--- Text under study ---
Sarai is a sweet and friendly three-year-old girl from Bolivia who has Down syndrome. She lives in a small indigenous community in the mountains of central Bolivia with her parents, who are both farmers, and her five siblings. She is a friendly little girl who loves making new friends and blowing kisses to everyone she meets! Sarai was born with an atrial septal defect, a cardiac condition in which a hole exists between the two upper chambers of the heart. Blood leaks through this hole instead of flowing properly through her body, leaving her feeling weak and short of breath. Fortunately, Sarai is scheduled to undergo heart surgery on July 28th with the support of our long-standing medical partner Haiti Cardiac Alliance, which is now growing and expanding into Bolivia. Surgeons will close the hole with a patch, allowing blood to properly flow through her body and improving her quality of life. Another organization, Gift of Life International, is contributing $2,500 to pay for a portion of Sarai's procedure costs. Our medical partner is requesting $1,500 to cover the remaining costs, which cover surgical expenses, cardiac exams, medications, and travel fees so Sarai and her family can travel to receive her life-changing cardiac procedure in La Paz. Sarai's mother shares, "Our family is all praying that our daughter will become healthy and strong after this surgery!"

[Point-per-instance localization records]
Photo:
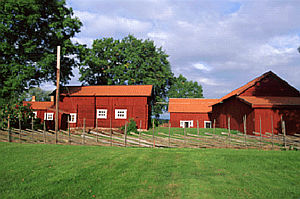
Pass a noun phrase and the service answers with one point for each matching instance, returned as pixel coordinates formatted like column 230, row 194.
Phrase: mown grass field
column 61, row 171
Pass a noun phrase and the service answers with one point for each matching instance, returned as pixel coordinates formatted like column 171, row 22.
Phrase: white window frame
column 120, row 113
column 101, row 113
column 207, row 122
column 48, row 116
column 72, row 119
column 190, row 123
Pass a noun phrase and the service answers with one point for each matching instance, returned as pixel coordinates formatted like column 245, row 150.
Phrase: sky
column 221, row 44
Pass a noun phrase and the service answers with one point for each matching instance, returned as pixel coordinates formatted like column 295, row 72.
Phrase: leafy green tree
column 182, row 88
column 129, row 61
column 40, row 94
column 30, row 31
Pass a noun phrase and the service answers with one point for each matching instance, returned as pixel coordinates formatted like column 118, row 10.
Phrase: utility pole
column 57, row 92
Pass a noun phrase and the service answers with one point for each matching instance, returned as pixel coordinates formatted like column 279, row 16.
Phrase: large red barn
column 104, row 106
column 186, row 112
column 265, row 101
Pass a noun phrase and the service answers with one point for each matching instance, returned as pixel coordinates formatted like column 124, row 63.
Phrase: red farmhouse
column 265, row 101
column 105, row 106
column 187, row 112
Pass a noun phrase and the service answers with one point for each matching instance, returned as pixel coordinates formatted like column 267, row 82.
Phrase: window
column 120, row 113
column 101, row 113
column 72, row 118
column 48, row 116
column 207, row 124
column 186, row 124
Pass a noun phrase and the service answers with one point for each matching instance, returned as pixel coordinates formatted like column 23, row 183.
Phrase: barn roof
column 270, row 101
column 245, row 87
column 191, row 105
column 112, row 90
column 39, row 105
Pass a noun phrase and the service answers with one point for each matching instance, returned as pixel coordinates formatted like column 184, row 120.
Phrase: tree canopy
column 129, row 61
column 30, row 30
column 182, row 88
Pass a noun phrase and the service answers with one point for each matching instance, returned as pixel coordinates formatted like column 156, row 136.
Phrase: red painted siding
column 201, row 117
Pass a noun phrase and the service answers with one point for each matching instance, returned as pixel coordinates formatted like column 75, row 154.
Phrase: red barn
column 186, row 112
column 265, row 101
column 105, row 106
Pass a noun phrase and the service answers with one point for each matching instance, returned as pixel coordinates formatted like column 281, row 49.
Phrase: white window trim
column 191, row 123
column 48, row 116
column 205, row 122
column 70, row 117
column 117, row 114
column 102, row 116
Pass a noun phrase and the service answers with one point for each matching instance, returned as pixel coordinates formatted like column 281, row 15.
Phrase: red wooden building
column 265, row 101
column 186, row 112
column 105, row 106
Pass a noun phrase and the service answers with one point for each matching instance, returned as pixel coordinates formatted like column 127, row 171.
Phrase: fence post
column 8, row 126
column 245, row 130
column 110, row 132
column 153, row 138
column 214, row 130
column 83, row 132
column 260, row 132
column 169, row 133
column 197, row 127
column 272, row 132
column 20, row 128
column 45, row 132
column 284, row 133
column 229, row 136
column 125, row 135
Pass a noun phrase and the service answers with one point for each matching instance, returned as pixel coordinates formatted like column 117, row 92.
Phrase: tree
column 40, row 94
column 181, row 88
column 129, row 61
column 30, row 30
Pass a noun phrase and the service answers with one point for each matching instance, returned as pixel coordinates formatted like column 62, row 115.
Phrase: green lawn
column 57, row 171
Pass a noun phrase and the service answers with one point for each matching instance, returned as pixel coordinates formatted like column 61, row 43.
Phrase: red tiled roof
column 270, row 101
column 39, row 105
column 123, row 90
column 191, row 105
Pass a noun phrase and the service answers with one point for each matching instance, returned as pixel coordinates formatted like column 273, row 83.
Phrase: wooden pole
column 153, row 138
column 20, row 128
column 9, row 133
column 110, row 132
column 214, row 126
column 169, row 133
column 57, row 91
column 272, row 132
column 125, row 135
column 229, row 136
column 44, row 132
column 260, row 132
column 284, row 133
column 83, row 132
column 245, row 130
column 197, row 127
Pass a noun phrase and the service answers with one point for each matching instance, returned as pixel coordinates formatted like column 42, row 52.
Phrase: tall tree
column 30, row 30
column 129, row 61
column 182, row 88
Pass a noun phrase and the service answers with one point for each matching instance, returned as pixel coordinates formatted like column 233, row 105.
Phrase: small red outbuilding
column 186, row 112
column 265, row 101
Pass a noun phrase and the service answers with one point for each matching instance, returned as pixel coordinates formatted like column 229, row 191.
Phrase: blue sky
column 221, row 44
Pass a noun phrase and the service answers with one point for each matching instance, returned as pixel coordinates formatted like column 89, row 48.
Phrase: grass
column 58, row 171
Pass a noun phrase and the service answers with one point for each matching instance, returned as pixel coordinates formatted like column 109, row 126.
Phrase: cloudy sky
column 221, row 44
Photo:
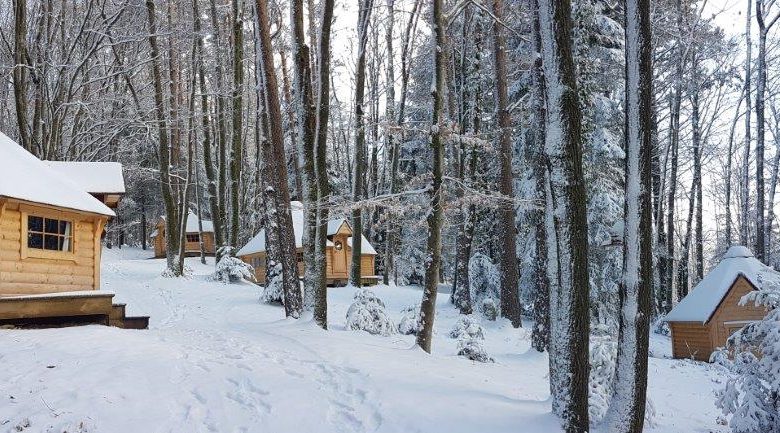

--- What you will do ---
Write the next part of the passage about Sarai's heart surgery, picking up after its last sentence. These records have no connection to the text.

--- Answer area ---
Nedjee is a 17-month-old baby girl from Haiti. She lives with her parents, grandparents, and three siblings in a neighborhood outside of the capital city, Port-au-Prince. Nedjee has a cardiac condition called ventricular septal defect, which means a hole exists between the two lower chambers of her heart. As a result, blood leaks through this hole without passing through her lungs to obtain oxygen, leaving her weak and short of breath. The surgery that Nedjee needs for her birth condition is not available within her country. Fortunately, Nedjee will be able to fly to the Dominican Republic to receive treatment. On July 25th, she will undergo cardiac surgery, during which surgeons will sew a patch over the hole so that blood can no longer leak through it. Nedjee's family is requesting assistance to cover the costs of Nedjee's surgery prep, as our medical partner, Haiti Cardiac Alliance (HCA), is contributing the funds needed to cover the cost of surgery. HCA is requesting $1,500 to cover the surgery prep, which includes all labs, medication, check-up and follow-up appointments, and the passports needed for HCA's social workers to accompany Nedjee and her family overseas. Nedjee's mother shared, "Our family is all praying that this surgery will go well and that our daughter's heart will be stronger afterward."